● Problema scritto
Riporta ogni riga del materiale in cui compare la parola "skylight".

---

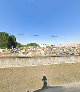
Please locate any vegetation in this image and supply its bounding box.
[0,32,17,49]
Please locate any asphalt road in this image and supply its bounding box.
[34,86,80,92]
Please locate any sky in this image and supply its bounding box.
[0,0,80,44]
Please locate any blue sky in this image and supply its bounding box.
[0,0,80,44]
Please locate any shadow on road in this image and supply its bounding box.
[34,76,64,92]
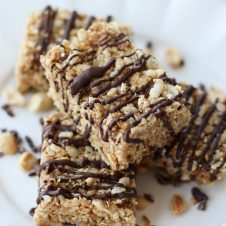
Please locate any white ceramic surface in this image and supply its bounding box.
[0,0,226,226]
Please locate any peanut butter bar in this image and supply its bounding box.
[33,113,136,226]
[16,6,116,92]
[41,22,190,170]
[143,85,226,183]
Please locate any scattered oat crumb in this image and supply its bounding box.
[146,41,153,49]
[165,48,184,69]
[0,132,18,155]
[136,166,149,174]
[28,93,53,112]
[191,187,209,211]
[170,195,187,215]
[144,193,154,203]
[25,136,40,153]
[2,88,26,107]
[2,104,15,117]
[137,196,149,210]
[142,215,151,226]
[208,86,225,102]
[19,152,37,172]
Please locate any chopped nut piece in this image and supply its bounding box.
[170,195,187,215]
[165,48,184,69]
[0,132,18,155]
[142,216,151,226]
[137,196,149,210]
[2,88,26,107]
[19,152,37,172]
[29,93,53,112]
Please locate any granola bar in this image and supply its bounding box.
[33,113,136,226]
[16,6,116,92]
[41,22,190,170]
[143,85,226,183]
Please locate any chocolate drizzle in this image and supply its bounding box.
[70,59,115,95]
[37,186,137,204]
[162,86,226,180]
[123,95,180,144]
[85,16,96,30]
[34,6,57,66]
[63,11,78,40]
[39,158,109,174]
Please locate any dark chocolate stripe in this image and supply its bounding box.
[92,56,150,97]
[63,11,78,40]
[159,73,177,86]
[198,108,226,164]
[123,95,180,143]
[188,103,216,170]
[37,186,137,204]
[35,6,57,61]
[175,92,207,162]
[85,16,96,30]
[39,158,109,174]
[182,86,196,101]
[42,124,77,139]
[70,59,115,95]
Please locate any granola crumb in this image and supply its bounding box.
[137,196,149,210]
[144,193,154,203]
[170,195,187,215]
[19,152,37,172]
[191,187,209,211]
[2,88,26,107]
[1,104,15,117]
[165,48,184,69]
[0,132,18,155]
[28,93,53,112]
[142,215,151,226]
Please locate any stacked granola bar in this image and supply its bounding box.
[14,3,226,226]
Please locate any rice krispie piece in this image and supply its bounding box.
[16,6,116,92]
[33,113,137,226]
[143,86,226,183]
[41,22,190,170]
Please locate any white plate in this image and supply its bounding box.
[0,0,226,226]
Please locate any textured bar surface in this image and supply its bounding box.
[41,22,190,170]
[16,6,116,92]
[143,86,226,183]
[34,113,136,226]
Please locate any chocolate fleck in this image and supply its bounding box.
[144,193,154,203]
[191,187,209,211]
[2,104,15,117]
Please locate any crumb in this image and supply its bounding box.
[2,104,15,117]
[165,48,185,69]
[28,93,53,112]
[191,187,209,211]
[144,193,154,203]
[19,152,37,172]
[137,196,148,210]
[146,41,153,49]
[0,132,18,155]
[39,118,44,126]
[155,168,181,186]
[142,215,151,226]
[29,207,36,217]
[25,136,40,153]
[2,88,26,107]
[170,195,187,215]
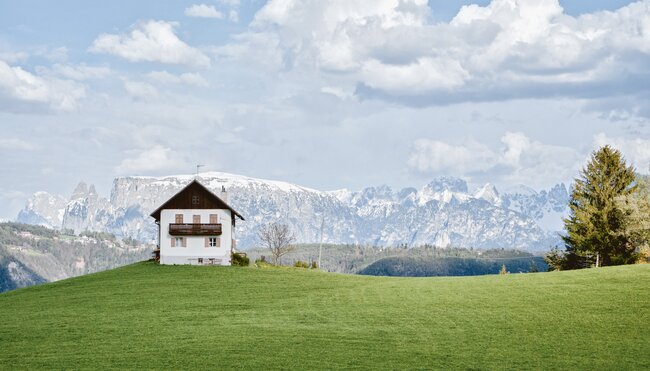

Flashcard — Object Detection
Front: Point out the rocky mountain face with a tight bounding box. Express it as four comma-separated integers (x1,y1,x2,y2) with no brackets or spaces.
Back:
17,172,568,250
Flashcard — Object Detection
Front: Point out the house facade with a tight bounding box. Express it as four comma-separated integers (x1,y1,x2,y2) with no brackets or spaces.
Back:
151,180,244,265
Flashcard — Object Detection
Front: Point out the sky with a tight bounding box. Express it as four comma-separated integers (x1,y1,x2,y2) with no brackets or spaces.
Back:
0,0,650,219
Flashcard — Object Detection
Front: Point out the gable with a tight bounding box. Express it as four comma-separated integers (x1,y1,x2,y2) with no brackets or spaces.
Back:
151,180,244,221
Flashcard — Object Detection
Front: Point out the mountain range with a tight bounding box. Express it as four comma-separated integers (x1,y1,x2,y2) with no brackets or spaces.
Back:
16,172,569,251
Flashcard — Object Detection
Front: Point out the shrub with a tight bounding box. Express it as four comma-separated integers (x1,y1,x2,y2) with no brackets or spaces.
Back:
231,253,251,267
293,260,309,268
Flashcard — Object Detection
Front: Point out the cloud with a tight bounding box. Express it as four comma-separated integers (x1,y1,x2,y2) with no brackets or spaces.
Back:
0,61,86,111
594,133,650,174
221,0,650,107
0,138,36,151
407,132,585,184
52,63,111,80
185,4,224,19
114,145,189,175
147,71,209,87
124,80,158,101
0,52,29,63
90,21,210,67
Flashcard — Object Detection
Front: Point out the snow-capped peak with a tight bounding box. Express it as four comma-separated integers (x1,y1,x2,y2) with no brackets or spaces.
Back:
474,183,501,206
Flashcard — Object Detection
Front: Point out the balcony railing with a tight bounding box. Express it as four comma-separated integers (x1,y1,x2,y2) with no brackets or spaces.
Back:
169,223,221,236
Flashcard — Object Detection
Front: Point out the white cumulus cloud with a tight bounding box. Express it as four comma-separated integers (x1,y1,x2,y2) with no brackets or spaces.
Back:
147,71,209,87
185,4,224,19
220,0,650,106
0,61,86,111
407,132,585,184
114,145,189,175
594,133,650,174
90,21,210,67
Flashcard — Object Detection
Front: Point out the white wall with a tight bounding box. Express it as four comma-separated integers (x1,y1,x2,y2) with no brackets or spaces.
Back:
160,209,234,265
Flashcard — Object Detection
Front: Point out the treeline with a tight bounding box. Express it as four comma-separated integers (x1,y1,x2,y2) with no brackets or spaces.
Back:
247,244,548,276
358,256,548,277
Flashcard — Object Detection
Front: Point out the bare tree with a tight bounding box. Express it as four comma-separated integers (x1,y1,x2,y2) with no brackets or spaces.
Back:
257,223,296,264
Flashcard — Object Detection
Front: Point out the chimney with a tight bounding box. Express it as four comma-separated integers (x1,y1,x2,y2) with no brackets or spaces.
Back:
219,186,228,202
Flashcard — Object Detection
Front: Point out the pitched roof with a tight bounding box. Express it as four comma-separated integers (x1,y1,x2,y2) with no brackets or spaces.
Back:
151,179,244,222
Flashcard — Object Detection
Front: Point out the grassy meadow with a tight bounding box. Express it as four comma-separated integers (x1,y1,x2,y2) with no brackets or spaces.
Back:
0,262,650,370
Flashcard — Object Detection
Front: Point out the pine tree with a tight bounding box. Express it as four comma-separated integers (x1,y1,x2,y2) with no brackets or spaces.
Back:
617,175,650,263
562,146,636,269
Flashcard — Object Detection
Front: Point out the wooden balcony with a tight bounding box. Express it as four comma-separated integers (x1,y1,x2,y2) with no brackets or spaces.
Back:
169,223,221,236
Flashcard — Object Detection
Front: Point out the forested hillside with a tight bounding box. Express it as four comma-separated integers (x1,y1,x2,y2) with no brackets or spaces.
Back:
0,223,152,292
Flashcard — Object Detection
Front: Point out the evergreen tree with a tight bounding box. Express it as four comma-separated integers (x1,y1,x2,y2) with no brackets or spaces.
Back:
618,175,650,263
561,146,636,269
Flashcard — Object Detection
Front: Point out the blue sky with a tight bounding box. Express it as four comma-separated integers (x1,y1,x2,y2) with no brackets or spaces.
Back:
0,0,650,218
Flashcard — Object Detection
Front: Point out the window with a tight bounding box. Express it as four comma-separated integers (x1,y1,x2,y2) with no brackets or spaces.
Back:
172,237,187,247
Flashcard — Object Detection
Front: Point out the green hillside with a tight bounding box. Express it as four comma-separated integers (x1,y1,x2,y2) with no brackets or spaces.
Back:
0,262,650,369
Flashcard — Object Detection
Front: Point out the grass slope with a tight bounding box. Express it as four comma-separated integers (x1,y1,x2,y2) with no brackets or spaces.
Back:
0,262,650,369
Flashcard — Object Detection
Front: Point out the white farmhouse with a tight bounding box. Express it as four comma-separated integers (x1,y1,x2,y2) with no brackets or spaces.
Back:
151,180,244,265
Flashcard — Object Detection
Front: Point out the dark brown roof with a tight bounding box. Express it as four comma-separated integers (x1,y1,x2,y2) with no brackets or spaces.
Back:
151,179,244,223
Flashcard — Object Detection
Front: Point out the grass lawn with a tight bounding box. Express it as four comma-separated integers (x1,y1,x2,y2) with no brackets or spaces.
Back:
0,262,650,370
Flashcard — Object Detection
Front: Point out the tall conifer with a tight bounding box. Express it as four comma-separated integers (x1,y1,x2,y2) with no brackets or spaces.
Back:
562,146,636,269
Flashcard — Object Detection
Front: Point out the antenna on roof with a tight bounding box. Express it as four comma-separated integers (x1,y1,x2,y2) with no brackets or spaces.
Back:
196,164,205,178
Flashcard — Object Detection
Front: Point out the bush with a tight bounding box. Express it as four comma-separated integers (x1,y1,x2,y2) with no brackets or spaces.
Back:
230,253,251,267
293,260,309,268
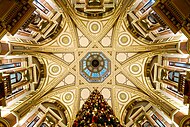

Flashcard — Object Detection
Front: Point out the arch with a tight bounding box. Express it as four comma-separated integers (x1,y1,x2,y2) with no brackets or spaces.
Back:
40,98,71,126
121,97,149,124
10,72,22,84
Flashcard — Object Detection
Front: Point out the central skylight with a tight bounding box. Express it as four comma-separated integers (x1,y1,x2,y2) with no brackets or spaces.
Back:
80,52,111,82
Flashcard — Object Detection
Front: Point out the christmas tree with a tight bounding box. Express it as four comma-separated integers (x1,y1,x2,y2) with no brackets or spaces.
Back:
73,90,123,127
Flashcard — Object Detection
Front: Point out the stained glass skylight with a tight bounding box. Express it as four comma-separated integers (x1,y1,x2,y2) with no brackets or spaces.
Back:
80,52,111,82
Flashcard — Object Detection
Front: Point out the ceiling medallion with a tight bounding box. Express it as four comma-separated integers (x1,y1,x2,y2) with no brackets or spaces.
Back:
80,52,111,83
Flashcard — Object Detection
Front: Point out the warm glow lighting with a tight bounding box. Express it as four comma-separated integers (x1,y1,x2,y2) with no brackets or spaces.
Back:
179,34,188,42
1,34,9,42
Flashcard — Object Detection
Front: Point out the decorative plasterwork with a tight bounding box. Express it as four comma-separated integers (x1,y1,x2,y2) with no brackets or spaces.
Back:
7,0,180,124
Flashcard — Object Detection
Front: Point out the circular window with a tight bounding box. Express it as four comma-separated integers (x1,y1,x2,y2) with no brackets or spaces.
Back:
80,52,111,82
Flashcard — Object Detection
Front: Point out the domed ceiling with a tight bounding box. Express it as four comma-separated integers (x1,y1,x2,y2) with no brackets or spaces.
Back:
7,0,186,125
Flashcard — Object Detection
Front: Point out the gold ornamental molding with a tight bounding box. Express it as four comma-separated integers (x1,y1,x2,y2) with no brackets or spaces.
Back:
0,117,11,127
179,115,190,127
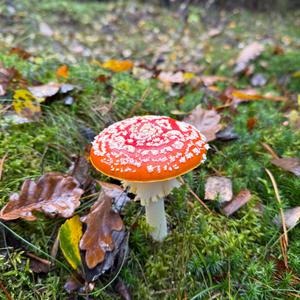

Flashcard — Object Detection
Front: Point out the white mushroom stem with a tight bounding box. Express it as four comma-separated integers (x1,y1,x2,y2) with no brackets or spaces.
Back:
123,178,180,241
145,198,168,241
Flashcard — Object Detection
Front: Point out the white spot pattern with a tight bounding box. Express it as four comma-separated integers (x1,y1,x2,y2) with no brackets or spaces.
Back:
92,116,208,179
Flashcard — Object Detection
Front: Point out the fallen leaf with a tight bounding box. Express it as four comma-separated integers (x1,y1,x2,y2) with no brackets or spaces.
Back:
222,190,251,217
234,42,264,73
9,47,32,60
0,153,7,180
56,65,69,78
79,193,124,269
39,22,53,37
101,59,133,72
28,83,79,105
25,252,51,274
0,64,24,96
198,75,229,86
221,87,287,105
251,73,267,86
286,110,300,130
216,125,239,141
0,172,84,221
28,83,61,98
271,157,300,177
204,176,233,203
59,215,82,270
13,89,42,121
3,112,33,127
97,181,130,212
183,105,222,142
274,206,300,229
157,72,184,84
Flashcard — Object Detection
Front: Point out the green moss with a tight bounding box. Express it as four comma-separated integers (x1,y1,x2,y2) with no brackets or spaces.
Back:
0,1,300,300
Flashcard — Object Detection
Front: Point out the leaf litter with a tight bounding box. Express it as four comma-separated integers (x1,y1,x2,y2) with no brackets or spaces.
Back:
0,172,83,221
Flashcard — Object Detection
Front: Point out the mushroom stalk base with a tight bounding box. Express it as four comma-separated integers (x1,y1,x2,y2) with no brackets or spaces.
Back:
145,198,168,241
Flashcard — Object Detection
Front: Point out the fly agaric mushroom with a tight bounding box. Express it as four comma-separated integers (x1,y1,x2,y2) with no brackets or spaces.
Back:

---

● Esercizio svolto
Front: Point out the central skylight with a tight bounding box. Express it as four comma-separated integers (x1,y1,x2,y2) with no brackets or spaces.
Front: Point out the stained glass skylight with a tight bounding box. Express it as four comma-separated integers (x1,y1,x2,y2) with no brackets or spaces.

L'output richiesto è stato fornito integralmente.